What you are asked to do: Begin at the line that contains "# point at: long" and continue to the end of the listing, writing out every line again, including the requests. Multiply each coordinate in the points by 1.15 and round it to a whole number, with halves rounded up.

(Coordinate annotation listing)
***

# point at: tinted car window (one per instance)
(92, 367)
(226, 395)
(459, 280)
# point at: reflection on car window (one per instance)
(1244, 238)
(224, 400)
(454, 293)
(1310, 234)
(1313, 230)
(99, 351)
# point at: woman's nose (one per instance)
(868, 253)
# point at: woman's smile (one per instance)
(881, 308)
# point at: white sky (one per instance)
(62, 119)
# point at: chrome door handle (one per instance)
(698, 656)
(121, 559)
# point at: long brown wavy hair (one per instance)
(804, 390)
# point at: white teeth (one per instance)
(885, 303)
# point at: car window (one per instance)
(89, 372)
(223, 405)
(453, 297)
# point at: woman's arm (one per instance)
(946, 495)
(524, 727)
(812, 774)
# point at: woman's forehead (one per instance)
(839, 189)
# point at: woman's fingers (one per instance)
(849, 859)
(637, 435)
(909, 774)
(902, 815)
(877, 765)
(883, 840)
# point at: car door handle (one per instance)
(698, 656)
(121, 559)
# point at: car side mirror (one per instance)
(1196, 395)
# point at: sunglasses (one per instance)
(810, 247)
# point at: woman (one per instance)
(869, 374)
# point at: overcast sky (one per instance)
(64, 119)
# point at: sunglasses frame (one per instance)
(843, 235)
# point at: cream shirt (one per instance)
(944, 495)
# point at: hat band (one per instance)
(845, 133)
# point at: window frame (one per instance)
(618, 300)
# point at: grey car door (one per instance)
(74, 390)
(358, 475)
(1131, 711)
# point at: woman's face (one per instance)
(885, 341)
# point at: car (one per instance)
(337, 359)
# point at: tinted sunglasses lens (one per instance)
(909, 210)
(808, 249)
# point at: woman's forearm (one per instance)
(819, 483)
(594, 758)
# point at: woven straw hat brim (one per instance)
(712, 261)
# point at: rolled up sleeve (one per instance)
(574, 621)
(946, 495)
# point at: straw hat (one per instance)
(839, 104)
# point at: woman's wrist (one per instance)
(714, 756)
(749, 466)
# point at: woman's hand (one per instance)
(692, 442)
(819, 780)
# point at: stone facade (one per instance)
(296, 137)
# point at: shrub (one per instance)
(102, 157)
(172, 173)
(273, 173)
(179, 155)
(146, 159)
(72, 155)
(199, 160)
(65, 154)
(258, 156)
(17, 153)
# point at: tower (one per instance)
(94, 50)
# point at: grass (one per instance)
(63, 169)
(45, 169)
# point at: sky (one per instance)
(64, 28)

***

Exercise output:
# point at: long brown wavy hair (one per instance)
(925, 449)
# point at: white teeth (one per instance)
(1018, 348)
# point at: car window (one per instance)
(102, 428)
(256, 466)
(521, 342)
# point at: woman's arm (one per instance)
(1088, 569)
(603, 836)
(934, 890)
# point at: woman's forehead (one per instance)
(965, 217)
# point at: woman's fingers (one per instance)
(976, 988)
(733, 500)
(1045, 890)
(1037, 937)
(1009, 880)
(1015, 966)
# point at: car door handle (one per instance)
(803, 754)
(139, 643)
# point at: car side mirror (one per instance)
(1375, 454)
# point at: sunglasses (one per instance)
(932, 284)
# point at: woman (one per instance)
(999, 430)
# point at: overcast sky (one per instance)
(74, 137)
# point at: sunglasses frame (one per instance)
(969, 270)
# point at: cream shirt (one per instance)
(1086, 569)
# point at: hat band (one per instance)
(972, 153)
# point at: window frame (one per instance)
(711, 345)
# point at: grey car door (one per instance)
(85, 449)
(412, 546)
(1301, 818)
# point at: woman's face (one per instance)
(1018, 392)
# point at: car (one per instance)
(388, 413)
# point at: tinted sunglasses lens (one per instance)
(1045, 242)
(929, 286)
# point at: woman's forearm (one per instance)
(942, 555)
(683, 872)
# point at: woven straw hat brim (one per instance)
(819, 300)
# point at: rolled up sleeve (one per instance)
(660, 714)
(1088, 569)
# point at: straw hat (one per instance)
(965, 120)
# point at: woman's wrist (one per instance)
(821, 869)
(861, 536)
# point at: woman's hand (one per instance)
(796, 508)
(942, 897)
# point at: stone facade (one per instance)
(340, 158)
# point at: shrub (one per instance)
(117, 181)
(198, 199)
(314, 199)
(206, 178)
(168, 183)
(83, 178)
(229, 184)
(75, 177)
(297, 179)
(20, 176)
# point at: tower (one per instance)
(108, 58)
# point at: grass (one per instance)
(72, 194)
(52, 194)
# point at: sky (one per instance)
(74, 32)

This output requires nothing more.